_What the task asks_
Use the entries below to count the lines that hold the word "shirt"; answer with the number only.

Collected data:
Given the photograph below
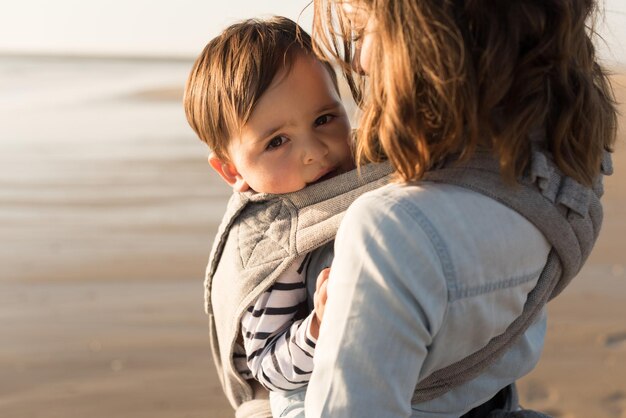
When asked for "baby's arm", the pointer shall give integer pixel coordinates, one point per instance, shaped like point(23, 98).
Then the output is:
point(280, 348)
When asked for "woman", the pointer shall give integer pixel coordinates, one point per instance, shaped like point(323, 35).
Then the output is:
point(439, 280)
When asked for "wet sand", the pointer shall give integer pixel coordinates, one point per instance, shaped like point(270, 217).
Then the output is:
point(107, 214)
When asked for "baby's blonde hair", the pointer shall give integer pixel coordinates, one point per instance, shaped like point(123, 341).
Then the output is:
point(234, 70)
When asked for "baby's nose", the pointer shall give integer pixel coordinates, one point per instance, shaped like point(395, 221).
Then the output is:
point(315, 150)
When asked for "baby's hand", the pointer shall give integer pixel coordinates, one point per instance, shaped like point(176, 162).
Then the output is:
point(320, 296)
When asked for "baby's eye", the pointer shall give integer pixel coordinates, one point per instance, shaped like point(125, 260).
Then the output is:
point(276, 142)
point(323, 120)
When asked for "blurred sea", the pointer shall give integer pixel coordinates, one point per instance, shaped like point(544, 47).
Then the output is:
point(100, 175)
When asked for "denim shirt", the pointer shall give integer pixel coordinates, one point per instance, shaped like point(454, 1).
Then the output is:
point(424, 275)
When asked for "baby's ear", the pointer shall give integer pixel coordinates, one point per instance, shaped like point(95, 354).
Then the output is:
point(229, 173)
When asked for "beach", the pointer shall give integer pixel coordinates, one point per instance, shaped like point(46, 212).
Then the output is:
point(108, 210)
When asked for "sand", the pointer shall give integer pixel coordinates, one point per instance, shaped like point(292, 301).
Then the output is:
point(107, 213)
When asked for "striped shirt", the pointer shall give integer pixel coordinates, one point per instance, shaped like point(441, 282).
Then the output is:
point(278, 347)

_Solved exercise_
2